Text extract
────────
Tuesday, July 28, 2009

Identifying the right customers

I went to Naples during the weekend and I twittered about some of the things I did. An hour later a restaurant I didn't go to became a follower. I wonder what will they think of my next 1000 posts that will not make any reference to Naples or their businesses. Monitoring my tweets will be a waste of resources for them.

Social networking tools allow us to come closer to our customers, the new information and interactions should provide clues as to how better serve them and increase the revenue coming from them, but along with this increased revenue comes increased service and information mining costs (among others).

The challenge for us is to identify those customers that matter and it is useful to get closer to, for example: customers that represent the bulk of our user base, customers that lead in trends and know where the service should go, repeat customers. Also identify those customers that negatively matter, for example: serial complainer, serial returner or service abuser.

But there is a third category: the useless customer - this may be a one time customer and it is circumstantial that is using your service or product. This category of customer needs to be serviced to the highest standard (to avoid bad word of mouth and because it should be part of the service experience), but you have to be careful about the information gathering and relationship forming. Also, get a lot of misidentified customers like me and you get an skewed vision of your customer base.

When there is no benefit for you to have a relationship, you should not form it. Avoid wasting resources in customers that will not have an effect in your business, concentrate in those that matter.

Saturday, July 25, 2009

Thinking traps

I was reading an interesting blog post by Litemind about thinking traps. A lot of them have to do with our natural bias:
  • Thinking we are better than we are (overconfidence in our abilities, memory, intuition or gut)
  • Trying to confirm decisions we already made (shopping for confirmation, protecting our status quo or sunk costs)
  • Unquestioning our thoughts and assumptions
We can avoid some of the traps by talking to people who hold different points of view. This article reminded me why it is important to have diversity in our teams. Our teams can protect us from some of the traps. There is one trap that is not in the article and that is intrinsic to groups: the "group think" trap. This trap makes the team assume one position or opinion and none others are considered (from wikipedia: groupthink).

To avoid falling into "group think" we have to make sure that dissenting opinions are heard, that timid or softspoken team members get a change to talk, and that critical thinking is always on the table. As a team lead or member, we all share that responsibility. Remember that this trap can make a team behave like lemmings and jump off the cliff.

Monday, July 20, 2009

Going to the moon

Today we are celebrating the 40th anniversary of the US moon walk. This gives us a great opportunity to think about setting challenging goals for our companies, departments and endeavors. If we do not challenge ourselves, the status quo and everyone around us, we will find ourselves in the same spot year after year.
────────
Given material

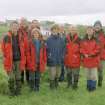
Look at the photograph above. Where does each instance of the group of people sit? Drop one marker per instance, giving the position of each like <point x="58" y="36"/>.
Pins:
<point x="25" y="51"/>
────────
Requirement
Continue the business blog excerpt above, starting right after the final sentence of the post on the moon-walk anniversary.

Answer to the task
“We can challenge ourselves to do great things again by joining forces, cooperatively, with patience and perseverance, by setting our objectives high and helping other people to join us in the quest for expansion of our thinking, of our capabilities.” – Buzz Aldrin

Note: For those of you who don't know, Buzz Aldrin is the astronaut that piloted the lunar module of NASA’s Apollo 11 who took him and Neil Armstrong to the moon.

Saturday, July 18, 2009

Money Management in Times of Crisis

This is the shorthand from a lecture I gave last week for dealing with a personal financial crisis:

When we are facing an economic crisis, there are four issues that we must understand:
1) What the crisis is and entails
2) What are the assets we can use during the crisis
3) What changes we can make to reduce the impact or evade the crisis
4) How to avoid making the crisis worse by taking more debt

There are 8 steps required when dealing with a financial crisis. Three steps we need to take before the crisis, and five we will take during the crisis.

The three steps we take in preparation are:
1) Understand what is our net worth - we need to understand what our assets are and where our obligations stand
2) Understand our operating financial needs - Yes I am talking about a budget
3) Establish an emergency fund - 100% liquid asset

Once the crisis strikes, then we do the following 5 steps. Not really one at a time, but all together as much as possible. The steps are:
1) Keep calm - understand the emergency and develop a plan
2) Find alternative funds - either sell assets or develop an additional income stream
3) Renegotiate our debt - I am talking mortgage, car payments, personal loans and/or any other financial obligation
4) Reduce or eliminate operational and discretionary expending - reducing or eliminating cable, cell phone, internet, Starbucks addiction, etc.
5) Ask for help of friends and relatives - just not more debt. Ask grandparents for help with child care, friends for employee store discounts, etc. Avoid increasing the number of creditors.

The talk was a success.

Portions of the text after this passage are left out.